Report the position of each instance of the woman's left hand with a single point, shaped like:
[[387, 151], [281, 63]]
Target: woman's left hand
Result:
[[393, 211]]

■ INSTRUCTIONS TO FOLLOW ■
Can you rewrite the entries above, changing "left hand" to "right hand" wherever it occurs and leaving every other word unchanged?

■ THE SOLUTION ■
Report the position of each instance of the woman's right hand with a single point, shaped like:
[[387, 151], [281, 63]]
Target: woman's right hand
Result:
[[393, 211]]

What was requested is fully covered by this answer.